[START Data section]

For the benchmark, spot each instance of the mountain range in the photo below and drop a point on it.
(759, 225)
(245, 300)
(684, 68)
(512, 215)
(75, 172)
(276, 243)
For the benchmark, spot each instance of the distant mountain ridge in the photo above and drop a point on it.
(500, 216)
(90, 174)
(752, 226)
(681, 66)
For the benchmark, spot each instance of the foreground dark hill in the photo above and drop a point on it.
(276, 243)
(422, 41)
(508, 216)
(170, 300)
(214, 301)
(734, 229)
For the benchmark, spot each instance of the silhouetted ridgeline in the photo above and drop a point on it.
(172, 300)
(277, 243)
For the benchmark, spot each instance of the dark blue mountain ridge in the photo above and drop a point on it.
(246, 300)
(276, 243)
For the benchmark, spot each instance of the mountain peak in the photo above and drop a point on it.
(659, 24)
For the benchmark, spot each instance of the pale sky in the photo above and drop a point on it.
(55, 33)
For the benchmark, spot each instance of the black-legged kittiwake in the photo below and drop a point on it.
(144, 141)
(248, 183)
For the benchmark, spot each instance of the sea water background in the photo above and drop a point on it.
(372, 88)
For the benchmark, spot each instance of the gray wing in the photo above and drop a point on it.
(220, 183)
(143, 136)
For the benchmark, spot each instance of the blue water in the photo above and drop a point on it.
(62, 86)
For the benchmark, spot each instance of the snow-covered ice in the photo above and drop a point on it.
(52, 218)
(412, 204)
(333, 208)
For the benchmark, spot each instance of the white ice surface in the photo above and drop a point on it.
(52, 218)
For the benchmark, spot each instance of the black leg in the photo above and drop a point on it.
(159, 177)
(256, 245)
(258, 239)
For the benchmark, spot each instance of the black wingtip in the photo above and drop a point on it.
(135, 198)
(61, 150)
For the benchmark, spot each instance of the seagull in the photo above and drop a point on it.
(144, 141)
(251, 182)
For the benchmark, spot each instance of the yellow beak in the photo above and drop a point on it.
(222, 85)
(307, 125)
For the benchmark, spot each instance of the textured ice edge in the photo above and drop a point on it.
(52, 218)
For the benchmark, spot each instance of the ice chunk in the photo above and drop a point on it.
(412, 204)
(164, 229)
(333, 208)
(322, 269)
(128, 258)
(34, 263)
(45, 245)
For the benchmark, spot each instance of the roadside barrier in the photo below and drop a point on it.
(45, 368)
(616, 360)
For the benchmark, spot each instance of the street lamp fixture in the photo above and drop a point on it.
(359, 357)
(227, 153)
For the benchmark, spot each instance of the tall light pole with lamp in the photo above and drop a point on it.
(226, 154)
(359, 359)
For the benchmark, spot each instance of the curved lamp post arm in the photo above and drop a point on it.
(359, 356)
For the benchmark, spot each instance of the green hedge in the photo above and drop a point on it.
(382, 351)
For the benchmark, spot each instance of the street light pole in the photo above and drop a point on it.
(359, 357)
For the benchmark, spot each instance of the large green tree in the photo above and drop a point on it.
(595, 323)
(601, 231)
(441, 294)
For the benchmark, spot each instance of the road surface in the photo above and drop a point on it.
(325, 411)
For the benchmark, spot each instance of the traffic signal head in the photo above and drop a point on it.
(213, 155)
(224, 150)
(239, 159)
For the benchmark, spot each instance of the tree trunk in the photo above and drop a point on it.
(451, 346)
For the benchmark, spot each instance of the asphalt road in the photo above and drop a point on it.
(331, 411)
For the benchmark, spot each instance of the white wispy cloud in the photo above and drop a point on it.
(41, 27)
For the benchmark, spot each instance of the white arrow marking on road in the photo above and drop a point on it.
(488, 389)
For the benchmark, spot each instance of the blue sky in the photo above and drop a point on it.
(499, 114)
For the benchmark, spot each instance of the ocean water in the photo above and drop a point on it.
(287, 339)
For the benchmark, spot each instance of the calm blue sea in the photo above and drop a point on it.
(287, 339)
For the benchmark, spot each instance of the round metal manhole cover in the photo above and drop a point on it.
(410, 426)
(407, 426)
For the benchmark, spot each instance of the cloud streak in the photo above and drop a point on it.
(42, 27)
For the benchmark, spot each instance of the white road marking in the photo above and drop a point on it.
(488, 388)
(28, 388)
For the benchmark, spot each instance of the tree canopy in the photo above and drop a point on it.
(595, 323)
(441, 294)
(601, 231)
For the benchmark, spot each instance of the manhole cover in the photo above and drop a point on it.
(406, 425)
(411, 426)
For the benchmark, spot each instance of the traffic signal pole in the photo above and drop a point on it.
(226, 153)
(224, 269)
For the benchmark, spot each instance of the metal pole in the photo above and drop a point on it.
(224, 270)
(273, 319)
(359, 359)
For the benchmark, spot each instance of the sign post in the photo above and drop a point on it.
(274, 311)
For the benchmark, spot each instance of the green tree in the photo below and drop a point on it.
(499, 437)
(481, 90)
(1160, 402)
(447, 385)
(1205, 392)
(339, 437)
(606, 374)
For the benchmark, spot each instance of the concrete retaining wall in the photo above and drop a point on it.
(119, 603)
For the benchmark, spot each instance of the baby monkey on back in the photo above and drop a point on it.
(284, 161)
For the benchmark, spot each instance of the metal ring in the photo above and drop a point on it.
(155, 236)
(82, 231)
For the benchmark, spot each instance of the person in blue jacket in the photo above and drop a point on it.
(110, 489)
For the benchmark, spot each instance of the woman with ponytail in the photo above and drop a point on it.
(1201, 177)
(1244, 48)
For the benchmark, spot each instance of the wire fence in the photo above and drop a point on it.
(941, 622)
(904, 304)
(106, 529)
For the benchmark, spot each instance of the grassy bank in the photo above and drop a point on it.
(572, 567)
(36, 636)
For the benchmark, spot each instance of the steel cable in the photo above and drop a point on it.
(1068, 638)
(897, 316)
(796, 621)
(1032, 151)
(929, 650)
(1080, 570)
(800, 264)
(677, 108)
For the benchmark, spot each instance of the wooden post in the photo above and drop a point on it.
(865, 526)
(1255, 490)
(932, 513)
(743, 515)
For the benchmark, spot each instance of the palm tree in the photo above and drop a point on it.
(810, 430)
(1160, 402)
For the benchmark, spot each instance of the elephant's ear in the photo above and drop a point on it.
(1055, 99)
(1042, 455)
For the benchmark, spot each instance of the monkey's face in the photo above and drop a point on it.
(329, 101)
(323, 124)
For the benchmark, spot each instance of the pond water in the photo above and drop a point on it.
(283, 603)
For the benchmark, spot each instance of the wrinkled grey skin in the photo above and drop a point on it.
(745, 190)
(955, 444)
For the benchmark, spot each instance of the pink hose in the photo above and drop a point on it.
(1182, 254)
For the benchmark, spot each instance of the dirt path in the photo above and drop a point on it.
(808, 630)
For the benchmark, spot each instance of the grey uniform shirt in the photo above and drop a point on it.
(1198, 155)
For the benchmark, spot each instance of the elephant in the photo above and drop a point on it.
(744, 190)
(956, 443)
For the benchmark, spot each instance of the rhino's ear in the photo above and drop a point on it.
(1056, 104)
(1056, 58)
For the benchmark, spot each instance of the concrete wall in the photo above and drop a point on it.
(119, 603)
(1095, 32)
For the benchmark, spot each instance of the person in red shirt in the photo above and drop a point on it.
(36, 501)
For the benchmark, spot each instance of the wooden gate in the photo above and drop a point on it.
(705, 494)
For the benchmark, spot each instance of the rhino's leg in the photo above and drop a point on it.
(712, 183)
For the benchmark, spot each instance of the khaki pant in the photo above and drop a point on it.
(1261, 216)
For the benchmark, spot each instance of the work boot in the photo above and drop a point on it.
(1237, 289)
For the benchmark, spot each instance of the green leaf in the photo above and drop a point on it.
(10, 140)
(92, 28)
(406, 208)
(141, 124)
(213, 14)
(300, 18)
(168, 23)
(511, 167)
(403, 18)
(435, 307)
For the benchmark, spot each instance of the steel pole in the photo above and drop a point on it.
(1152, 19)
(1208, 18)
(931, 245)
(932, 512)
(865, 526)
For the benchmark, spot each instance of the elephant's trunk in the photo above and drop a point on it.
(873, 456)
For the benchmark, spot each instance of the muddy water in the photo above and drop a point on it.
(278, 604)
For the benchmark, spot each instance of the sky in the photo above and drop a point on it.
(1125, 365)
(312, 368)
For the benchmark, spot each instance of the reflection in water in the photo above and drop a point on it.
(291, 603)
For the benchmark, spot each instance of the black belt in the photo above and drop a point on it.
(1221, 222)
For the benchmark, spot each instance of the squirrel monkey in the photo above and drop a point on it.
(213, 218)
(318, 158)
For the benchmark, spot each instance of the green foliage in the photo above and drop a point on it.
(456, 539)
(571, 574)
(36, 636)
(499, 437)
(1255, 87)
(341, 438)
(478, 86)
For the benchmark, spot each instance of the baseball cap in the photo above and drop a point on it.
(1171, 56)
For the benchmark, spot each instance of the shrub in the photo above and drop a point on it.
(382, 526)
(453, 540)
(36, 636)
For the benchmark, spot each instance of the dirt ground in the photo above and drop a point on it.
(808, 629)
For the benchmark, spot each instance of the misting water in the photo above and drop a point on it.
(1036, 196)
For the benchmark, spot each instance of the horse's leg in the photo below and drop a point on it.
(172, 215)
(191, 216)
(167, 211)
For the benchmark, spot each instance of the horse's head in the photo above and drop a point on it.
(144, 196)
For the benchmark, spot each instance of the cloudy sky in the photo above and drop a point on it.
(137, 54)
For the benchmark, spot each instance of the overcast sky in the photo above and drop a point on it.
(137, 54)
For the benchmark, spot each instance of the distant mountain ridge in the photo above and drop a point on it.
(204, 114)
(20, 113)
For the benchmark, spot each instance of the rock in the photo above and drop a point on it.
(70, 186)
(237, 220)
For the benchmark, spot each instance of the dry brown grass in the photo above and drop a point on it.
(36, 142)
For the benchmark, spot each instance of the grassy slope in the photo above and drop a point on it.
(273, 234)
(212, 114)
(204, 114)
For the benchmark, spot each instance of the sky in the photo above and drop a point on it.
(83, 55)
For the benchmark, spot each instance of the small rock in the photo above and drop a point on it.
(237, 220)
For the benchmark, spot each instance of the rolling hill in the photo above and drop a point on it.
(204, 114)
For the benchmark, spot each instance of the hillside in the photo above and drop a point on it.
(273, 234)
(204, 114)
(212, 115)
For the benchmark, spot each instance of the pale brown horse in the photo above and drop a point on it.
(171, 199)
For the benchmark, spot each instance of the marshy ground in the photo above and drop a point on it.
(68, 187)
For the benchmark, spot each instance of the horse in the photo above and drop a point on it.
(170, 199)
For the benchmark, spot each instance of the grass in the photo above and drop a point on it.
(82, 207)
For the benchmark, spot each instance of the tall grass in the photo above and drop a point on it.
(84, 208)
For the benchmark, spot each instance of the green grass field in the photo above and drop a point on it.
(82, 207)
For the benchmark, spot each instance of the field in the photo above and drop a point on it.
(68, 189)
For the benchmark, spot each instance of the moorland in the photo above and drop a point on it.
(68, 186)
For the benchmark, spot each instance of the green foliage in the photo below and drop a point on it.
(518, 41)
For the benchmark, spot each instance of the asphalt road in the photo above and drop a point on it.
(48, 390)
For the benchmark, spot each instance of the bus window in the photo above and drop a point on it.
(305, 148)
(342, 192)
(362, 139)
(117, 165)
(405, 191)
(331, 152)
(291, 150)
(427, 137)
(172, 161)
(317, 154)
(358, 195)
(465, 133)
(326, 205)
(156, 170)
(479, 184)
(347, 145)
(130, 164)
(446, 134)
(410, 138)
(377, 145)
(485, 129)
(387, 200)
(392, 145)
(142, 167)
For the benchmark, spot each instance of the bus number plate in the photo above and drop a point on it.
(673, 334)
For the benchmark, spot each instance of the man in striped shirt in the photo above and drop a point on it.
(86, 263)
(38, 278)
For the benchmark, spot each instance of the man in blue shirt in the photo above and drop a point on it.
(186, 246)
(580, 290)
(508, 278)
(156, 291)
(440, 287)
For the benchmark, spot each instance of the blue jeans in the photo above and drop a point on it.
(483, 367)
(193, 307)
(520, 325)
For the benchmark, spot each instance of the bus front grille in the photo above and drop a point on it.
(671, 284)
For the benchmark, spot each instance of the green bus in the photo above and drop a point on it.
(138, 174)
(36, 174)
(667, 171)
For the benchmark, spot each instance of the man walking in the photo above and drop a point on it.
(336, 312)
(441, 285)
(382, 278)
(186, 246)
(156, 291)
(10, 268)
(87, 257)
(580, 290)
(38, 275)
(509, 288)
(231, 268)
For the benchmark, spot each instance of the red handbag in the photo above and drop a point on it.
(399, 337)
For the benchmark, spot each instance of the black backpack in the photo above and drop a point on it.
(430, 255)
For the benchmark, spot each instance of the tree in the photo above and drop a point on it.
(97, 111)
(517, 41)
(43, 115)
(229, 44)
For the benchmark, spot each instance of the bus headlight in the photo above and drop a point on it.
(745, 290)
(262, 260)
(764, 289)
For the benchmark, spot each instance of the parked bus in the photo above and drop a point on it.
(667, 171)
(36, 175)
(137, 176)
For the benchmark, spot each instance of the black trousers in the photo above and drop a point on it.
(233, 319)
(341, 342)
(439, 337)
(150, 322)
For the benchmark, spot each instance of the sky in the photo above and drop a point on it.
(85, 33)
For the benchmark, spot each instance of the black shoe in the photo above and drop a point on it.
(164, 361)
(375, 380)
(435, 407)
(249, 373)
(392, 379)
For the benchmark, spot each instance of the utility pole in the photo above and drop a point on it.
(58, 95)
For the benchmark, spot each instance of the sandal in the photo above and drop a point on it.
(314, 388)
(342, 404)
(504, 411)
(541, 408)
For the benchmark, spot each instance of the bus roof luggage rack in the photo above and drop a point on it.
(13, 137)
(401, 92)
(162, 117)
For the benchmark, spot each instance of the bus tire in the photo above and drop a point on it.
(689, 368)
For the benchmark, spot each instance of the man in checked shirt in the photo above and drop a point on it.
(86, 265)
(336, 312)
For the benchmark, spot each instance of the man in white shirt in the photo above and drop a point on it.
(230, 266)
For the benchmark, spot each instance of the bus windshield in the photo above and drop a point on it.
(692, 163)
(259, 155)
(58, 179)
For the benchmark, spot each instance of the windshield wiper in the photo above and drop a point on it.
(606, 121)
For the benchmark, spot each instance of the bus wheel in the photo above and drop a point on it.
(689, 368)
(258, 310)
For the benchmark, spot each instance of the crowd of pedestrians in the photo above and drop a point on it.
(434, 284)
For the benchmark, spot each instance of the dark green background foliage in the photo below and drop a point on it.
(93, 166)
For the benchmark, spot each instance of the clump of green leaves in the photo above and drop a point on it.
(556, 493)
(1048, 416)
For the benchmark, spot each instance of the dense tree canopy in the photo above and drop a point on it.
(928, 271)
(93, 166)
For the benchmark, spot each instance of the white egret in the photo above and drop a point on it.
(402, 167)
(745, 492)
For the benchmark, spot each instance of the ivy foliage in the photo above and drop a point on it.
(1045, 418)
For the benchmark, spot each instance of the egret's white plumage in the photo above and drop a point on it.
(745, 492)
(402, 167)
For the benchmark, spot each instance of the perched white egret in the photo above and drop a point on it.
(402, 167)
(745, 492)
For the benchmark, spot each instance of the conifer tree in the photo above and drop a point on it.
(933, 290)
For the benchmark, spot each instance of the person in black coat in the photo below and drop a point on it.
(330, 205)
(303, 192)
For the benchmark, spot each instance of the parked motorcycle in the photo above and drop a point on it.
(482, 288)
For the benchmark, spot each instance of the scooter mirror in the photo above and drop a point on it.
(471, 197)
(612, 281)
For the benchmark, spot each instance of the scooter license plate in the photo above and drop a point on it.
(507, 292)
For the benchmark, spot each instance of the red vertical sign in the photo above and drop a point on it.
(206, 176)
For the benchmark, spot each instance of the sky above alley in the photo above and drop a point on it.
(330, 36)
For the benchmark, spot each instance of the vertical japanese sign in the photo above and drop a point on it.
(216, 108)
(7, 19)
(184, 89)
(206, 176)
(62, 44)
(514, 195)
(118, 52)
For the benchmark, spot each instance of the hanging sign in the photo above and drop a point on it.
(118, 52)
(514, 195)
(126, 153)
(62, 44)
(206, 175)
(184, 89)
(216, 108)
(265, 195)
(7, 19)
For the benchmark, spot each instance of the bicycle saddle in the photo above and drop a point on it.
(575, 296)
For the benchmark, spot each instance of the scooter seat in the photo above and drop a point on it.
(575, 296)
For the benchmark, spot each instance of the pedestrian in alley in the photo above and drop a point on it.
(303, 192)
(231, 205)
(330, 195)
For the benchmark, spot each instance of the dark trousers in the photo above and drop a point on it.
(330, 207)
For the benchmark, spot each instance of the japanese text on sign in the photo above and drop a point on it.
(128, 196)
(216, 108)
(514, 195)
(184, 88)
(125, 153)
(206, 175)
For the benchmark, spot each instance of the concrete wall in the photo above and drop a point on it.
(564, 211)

[END Data section]

**Problem**.
Recast the lines as a Markdown table with the columns No. and Entry. Start at the line containing "For the benchmark, spot each instance of the dark trousers" and end at the last line of the rows, number each line, and leave out blank lines.

**Answer**.
| No. | Entry |
|---|---|
| 1 | For the benchmark, spot each instance of the dark trousers in the photo above and drop a point on it. |
| 2 | (330, 207) |
| 3 | For the benchmark, spot each instance of the japanese text on sign in the photo above and drop a point on it. |
| 4 | (128, 196) |
| 5 | (216, 108) |
| 6 | (514, 195) |
| 7 | (184, 88) |
| 8 | (125, 153) |
| 9 | (206, 175) |
| 10 | For the benchmark, spot each instance of the concrete wall in the photo above and drop a point on it. |
| 11 | (564, 211) |